Saved data entries
►
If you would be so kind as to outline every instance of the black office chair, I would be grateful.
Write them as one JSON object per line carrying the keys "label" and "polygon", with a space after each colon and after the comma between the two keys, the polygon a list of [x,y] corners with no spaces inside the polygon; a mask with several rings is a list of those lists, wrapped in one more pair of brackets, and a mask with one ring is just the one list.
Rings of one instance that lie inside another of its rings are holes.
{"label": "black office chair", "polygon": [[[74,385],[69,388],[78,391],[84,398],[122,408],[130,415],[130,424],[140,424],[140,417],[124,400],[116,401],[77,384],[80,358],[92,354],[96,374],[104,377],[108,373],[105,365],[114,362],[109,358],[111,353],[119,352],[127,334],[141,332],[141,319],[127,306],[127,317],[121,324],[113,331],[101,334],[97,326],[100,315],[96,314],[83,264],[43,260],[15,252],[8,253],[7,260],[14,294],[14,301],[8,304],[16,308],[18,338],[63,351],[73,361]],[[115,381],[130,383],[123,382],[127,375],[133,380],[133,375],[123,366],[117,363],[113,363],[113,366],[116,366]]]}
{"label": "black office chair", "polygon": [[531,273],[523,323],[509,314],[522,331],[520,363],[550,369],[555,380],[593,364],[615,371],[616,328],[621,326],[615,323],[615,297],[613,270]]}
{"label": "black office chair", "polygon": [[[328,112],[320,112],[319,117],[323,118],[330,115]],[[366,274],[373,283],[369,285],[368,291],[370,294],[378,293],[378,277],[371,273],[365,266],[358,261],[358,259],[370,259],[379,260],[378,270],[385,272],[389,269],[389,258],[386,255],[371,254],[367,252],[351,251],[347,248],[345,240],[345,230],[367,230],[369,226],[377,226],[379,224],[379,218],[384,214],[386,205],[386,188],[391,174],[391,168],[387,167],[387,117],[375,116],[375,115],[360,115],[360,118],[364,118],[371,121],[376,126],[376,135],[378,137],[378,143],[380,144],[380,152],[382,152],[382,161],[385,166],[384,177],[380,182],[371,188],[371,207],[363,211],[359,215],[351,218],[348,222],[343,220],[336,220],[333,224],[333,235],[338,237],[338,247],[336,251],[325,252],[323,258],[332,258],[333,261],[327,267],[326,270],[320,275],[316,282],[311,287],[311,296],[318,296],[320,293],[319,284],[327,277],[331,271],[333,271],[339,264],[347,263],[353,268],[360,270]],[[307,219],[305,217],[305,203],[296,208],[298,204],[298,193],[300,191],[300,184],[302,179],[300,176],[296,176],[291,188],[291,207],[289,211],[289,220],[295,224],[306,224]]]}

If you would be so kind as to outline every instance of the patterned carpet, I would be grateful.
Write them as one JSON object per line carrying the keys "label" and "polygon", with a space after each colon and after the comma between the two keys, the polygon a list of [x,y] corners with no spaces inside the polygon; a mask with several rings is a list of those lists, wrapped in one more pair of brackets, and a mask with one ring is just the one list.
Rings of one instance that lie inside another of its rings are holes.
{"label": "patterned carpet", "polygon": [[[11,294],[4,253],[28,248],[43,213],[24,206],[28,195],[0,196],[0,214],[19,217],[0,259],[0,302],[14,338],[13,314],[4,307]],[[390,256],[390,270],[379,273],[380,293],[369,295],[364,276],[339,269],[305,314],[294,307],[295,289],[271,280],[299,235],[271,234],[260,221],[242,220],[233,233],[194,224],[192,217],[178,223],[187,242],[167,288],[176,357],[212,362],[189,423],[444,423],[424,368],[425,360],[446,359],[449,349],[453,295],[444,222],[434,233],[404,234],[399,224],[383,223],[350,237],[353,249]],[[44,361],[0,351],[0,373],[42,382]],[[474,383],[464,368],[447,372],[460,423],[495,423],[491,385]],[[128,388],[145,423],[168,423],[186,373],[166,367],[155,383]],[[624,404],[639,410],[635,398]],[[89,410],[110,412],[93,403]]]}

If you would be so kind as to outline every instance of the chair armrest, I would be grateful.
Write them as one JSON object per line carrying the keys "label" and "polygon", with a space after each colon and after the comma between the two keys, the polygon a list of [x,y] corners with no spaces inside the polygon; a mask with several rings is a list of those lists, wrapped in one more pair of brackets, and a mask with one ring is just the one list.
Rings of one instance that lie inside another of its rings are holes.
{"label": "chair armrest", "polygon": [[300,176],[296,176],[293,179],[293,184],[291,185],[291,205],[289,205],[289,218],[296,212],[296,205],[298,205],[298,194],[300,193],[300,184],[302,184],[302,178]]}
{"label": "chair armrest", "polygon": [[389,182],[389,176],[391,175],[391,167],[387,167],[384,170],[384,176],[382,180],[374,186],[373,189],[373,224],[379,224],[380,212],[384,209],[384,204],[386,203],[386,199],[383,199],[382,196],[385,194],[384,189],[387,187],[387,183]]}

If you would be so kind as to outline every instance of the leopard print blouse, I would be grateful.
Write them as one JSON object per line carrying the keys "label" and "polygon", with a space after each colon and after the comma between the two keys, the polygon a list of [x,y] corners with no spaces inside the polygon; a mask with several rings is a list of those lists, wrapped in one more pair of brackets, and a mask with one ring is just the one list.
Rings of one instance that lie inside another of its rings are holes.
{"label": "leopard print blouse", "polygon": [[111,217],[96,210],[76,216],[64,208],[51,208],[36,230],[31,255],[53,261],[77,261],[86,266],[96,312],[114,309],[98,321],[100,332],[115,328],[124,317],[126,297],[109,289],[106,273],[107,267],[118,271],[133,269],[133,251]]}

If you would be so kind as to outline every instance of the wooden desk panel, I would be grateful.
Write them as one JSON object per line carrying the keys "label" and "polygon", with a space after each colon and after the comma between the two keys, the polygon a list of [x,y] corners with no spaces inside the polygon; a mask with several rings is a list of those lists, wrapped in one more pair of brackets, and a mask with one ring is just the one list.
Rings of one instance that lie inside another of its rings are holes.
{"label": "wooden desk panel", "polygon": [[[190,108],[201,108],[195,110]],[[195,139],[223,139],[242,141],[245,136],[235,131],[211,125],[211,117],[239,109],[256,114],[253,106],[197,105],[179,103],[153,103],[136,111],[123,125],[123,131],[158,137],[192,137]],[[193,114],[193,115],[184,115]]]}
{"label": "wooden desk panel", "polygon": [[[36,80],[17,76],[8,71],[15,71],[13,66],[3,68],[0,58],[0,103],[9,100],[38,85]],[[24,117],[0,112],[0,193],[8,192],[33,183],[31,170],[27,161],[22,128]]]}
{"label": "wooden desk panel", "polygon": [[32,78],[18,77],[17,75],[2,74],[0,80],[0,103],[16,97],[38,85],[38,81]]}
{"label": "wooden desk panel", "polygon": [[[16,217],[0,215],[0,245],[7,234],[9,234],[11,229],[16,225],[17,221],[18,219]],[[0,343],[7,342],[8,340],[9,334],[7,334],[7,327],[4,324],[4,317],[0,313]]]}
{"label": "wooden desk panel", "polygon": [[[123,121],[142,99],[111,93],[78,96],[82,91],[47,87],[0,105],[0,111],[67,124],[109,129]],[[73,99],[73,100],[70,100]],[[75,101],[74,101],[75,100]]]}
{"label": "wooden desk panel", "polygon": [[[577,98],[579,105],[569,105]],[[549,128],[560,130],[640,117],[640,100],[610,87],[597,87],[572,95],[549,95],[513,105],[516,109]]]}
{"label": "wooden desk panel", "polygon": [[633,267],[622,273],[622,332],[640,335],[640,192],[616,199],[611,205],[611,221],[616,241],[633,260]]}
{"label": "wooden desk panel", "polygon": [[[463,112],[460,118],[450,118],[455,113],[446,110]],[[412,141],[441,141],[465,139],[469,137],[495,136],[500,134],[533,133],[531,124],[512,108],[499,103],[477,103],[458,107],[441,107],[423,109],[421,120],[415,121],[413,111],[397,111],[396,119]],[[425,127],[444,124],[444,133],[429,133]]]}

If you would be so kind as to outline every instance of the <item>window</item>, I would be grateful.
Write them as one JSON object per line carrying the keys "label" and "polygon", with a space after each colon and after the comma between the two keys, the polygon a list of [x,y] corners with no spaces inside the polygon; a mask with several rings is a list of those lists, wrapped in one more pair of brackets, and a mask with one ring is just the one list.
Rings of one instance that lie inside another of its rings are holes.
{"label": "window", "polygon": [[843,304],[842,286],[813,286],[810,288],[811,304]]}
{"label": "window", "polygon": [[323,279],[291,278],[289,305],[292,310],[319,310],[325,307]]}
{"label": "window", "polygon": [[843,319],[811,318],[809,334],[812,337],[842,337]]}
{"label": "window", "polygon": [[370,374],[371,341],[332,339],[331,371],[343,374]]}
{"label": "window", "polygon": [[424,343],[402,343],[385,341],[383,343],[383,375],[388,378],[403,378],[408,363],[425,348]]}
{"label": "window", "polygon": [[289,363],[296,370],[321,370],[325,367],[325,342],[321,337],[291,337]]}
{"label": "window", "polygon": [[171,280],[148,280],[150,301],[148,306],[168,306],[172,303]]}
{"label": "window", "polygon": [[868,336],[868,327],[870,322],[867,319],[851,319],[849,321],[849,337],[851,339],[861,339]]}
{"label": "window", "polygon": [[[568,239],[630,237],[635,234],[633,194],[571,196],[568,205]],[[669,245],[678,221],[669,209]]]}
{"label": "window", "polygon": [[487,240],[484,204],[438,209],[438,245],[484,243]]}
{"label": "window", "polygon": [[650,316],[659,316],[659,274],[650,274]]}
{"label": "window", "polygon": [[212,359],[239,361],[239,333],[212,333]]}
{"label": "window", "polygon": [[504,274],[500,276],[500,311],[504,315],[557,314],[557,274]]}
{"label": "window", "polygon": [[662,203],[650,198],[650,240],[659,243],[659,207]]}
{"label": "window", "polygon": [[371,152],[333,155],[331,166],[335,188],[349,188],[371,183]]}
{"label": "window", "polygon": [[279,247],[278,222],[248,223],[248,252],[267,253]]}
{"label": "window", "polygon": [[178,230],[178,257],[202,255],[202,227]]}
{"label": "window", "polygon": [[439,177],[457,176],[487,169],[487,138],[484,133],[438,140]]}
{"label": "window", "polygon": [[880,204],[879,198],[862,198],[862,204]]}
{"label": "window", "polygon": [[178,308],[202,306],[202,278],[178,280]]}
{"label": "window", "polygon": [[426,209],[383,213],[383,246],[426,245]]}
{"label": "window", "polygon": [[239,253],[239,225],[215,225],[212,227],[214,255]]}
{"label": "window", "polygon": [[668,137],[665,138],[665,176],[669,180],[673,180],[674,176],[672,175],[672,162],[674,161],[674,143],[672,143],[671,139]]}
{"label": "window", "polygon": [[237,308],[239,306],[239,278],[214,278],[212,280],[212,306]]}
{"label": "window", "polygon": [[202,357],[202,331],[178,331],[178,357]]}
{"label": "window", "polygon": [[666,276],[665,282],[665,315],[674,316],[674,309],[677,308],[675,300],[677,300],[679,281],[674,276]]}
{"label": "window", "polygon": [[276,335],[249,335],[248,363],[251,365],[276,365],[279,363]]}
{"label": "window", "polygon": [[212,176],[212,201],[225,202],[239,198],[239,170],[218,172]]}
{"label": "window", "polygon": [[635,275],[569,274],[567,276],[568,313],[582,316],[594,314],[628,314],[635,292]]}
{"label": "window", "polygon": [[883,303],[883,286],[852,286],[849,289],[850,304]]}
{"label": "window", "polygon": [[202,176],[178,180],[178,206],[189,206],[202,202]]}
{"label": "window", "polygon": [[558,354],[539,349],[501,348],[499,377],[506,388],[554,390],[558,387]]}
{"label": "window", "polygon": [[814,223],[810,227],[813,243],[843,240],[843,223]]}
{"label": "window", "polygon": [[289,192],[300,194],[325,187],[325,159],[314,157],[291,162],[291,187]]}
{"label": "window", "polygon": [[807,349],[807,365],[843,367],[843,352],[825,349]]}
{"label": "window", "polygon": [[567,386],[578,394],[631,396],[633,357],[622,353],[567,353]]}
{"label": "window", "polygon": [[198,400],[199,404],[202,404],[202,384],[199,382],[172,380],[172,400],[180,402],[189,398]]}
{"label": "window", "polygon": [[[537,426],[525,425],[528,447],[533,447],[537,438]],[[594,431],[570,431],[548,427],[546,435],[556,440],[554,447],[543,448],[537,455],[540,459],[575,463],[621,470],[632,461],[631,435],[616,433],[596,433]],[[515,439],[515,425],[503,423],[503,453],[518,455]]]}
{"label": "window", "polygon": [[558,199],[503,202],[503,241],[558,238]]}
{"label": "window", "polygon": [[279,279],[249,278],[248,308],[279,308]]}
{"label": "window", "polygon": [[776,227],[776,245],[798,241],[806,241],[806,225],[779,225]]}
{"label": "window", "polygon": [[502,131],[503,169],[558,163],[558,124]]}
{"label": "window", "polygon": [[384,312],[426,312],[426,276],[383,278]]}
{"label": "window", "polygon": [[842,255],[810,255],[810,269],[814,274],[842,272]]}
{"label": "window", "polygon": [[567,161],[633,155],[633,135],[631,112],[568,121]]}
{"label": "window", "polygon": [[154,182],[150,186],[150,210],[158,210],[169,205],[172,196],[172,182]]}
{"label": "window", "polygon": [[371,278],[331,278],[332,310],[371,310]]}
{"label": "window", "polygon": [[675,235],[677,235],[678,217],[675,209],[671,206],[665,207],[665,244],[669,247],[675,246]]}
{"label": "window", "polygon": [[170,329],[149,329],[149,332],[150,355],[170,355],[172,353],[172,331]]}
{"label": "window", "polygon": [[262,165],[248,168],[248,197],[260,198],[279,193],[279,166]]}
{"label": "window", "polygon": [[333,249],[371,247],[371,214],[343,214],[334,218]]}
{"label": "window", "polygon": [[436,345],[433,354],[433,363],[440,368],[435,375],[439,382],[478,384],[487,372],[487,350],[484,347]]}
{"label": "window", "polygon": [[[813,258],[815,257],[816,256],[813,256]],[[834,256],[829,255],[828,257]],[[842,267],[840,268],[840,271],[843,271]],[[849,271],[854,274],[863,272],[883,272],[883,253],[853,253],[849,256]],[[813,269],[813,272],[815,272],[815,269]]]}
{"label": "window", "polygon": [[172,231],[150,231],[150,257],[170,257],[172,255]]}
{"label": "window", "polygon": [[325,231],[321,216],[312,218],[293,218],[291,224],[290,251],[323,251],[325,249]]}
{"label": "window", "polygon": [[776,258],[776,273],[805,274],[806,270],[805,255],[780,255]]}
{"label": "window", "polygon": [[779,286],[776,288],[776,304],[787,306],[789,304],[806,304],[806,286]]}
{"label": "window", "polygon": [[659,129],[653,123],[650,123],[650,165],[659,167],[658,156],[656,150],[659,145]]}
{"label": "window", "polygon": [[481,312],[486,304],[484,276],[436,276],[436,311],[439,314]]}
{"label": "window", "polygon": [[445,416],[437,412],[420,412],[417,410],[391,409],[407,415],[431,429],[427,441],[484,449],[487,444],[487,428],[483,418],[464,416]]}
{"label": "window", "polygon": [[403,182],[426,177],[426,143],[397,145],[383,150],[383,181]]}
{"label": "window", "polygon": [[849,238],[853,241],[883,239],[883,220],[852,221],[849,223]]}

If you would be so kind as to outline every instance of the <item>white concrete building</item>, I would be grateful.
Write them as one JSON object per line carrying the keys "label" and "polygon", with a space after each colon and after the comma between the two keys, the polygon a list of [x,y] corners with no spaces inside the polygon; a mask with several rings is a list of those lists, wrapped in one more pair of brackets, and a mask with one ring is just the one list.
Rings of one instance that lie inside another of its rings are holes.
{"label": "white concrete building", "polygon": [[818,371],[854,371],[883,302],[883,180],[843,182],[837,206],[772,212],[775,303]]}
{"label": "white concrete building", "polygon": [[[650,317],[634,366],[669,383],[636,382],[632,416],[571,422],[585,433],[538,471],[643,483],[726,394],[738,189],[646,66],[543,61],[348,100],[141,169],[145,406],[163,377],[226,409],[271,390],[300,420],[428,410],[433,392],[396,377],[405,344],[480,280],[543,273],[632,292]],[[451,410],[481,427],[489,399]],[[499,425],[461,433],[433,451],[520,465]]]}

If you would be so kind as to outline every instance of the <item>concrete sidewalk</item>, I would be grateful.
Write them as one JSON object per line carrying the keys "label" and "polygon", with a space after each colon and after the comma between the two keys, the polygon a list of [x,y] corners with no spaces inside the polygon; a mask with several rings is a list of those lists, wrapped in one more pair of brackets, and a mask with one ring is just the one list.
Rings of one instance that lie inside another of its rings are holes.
◄
Go through the records and pull out each line that includes the word "item".

• Worked solution:
If you would be so kind as to outline every instance of the <item>window</item>, I would be grateful.
If you would be so kind as to outline every instance of the <item>white concrete building</item>, I would be grateful.
If you would be so kind as to outline every instance of the <item>concrete sidewalk</item>, I would be grateful.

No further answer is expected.